WHAT YOU WILL DO:
Answer these questions from the excerpt on Darfur's displacement camps, one line per answer, numbered to match:
1. How many displaced people died when police tried to enter Kalma camp by force in August 2008?
2. What was to be the key term in assessing Khartoum's behavior for the lifting of sanctions?
3. When does UNAMID come up for UN Security Council reauthorization?

The association denounced the Commissioner’s decision and held Government responsible for the implementation of the decision. It renewed its refusal to dismantle the camp, and conditioned the return of displaced persons to their home by provision of security and stability in their villages.
Abusharati warned of “dire consequences should the decision be implemented by force.” He called on state government “to cancel the decision so as to preserve the lives and property of the displaced.” He urged the residents of Centre 4 to approach UNAMID should the commissioner order the camp to be forcibly evacuated. He called on UNAMID, the international community, and human rights organisations to protect the displaced of camp Otash “so that there will not be a repeat of the massacre that occurred at Kalma camp in 2008.”
Abusharati was referring to an infamous incident in August 2008 when police attempted to enter Kalma campo by force, leaving 32 displaced people dead (see | “Now Sudan Is Attacking Refugee Camps,” The Wall Street Journal, 6 September 2008 | http://online.wsj.com/article/SB122065894281205691.html?mod=googlenews_wsj/). There has been no follow-up report from Radio Dabanga on the fate of Otash camp center 4; nor has there been a response from the feckless UNAMID or, more consequentially, the Western actors of consequence so eager to accelerate the process of rapprochement with Khartoum.
Silence on the part of the Trump administration is particularly significant, given the terms laid down for a lifting of sanctions on Khartoum when the Obama administration perversely decided on this action in its last week in office. “Humanitarian access” was to have been the key terms of any assessment of Khartoum’s behavior, both in the six months prior to the decision and the six months following.
What is all too clear is that if the IDP camps are emptied and dismantled, “humanitarian access” in any meaningful sense will have been almost entirely eroded. The concentrations of large populations in these camps are all that make the distribution of food and medicine possible, as well as the provision of clean water, shelter, and a modicum of security. If people are forced from the camps with no place to go, they will either perish or be forced to seek refuge in other camps—camps that may themselves be in the dismantling cross-hairs. Khartoum is of course aware of this, but relentlessly seeks to end the rationale for an international humanitarian presence in Darfur—and emptying the camps is the most efficient way of doing so.
Camp emptying and dismantling will also give Khartoum an argument for the withdrawal of the impotent but (for Khartoum) noisome presence of the UN/African Union “Hybrid” Mission for Darfur (UNAMID). Khartoum will be pushing hard for a large if not complete withdrawal of UNAMID from Darfur when the Mission comes up for UN Security Council reauthorization in two months. The force has already been cut severely from its originally mandated size, but because it has proved so ineffective while being terribly costly, there is diminishing support for a continuation of UNAMID. There seems to be almost no enthusiasm for the kind of meaningful civilian protection argued for in compelling terms recently by Jonathan Loeb, primary researcher and author for the last three significant human rights reports on Darfur (see “Time to Get Serious about Civilian Protection for Darfur” | NEW YORK, December 20, 2016 (IPS)/).
If the dismantling and emptying of camps has not yet officially begun, the increasingly strident rhetoric and increasingly insistent threats of action make clear that it is only a matter of time before Khartoum does act. A further cutting of UNAMID may well be the catalyst for that action, with a cascade of knock-on effects that portend disaster on an inconceivably large scale.

DATA SECTION:
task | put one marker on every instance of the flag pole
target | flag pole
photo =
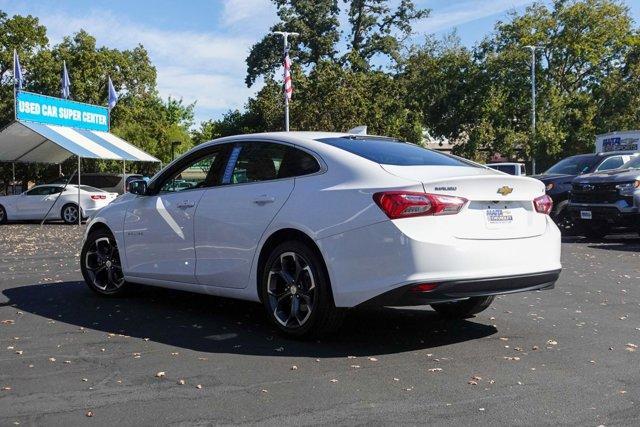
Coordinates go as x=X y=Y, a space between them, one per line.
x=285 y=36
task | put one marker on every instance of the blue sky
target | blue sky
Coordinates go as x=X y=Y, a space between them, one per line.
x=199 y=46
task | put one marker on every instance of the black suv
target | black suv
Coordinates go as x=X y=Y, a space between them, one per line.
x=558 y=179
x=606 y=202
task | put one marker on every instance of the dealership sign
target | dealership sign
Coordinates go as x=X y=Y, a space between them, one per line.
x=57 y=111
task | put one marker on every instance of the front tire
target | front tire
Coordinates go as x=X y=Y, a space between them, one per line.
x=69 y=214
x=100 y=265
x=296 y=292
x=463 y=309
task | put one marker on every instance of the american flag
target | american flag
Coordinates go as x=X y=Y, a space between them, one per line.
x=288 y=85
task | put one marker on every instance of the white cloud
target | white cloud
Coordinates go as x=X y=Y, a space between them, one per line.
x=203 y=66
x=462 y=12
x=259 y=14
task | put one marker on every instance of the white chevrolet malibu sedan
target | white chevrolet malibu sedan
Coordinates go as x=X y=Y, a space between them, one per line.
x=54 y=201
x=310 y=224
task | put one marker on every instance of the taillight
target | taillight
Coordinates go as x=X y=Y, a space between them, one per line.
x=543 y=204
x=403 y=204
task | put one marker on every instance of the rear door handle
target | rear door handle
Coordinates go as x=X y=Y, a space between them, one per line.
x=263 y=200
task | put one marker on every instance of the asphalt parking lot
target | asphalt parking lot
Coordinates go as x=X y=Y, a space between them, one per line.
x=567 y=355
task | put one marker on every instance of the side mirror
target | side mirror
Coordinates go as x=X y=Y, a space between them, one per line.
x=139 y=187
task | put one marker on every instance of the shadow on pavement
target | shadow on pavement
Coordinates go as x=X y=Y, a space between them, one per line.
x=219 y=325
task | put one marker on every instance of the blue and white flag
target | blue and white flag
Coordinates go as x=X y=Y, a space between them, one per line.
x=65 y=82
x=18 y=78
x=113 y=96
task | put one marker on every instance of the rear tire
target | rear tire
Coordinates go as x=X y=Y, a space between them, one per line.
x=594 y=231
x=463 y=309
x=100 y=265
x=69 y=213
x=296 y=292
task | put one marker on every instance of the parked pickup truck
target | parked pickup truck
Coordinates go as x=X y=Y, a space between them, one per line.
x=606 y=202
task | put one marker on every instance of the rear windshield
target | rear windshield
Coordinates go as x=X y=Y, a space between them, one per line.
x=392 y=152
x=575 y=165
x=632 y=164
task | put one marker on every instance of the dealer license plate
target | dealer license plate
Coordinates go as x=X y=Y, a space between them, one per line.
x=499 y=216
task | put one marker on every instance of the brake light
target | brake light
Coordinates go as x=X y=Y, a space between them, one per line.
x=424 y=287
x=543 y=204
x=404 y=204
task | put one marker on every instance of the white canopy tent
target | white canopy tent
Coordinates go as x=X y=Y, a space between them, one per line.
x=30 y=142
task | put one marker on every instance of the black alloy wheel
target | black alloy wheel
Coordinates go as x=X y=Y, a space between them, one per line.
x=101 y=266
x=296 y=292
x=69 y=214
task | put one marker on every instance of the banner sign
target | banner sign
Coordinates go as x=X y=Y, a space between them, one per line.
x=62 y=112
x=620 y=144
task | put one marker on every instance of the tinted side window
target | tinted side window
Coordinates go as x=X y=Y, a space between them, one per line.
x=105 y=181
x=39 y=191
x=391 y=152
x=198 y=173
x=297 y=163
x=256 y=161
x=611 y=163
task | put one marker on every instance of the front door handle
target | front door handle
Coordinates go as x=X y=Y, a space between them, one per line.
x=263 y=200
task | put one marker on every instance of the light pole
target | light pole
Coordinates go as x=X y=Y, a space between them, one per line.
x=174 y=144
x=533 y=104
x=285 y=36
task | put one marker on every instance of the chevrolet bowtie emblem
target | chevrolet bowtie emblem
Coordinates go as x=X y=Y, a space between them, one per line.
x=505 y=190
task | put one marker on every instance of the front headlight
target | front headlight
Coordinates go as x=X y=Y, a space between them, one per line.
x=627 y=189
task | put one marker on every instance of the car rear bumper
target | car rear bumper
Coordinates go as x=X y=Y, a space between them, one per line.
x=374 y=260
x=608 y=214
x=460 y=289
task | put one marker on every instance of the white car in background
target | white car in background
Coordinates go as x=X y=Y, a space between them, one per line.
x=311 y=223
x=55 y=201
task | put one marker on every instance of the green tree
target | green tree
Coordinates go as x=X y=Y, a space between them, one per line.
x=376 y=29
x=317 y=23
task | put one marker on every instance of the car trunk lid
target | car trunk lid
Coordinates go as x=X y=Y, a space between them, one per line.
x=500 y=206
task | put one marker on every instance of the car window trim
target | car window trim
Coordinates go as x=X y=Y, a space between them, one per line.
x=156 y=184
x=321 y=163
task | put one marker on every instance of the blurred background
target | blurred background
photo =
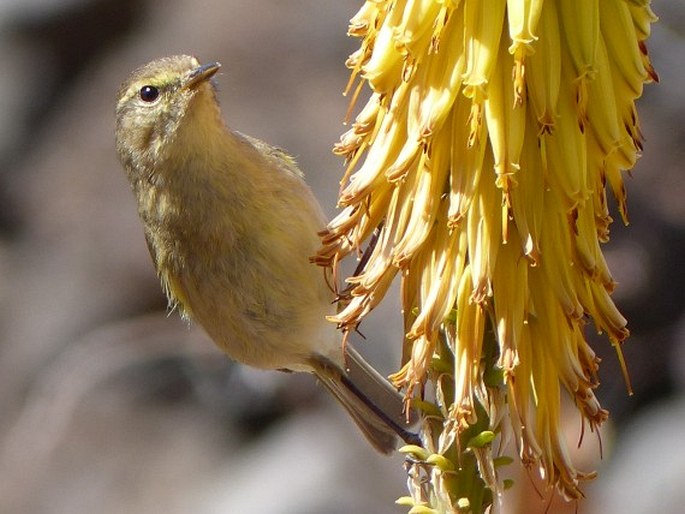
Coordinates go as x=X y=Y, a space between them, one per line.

RESULT OF THE EXERCISE:
1. 32 displaced people died.
2. "Humanitarian access."
3. In two months.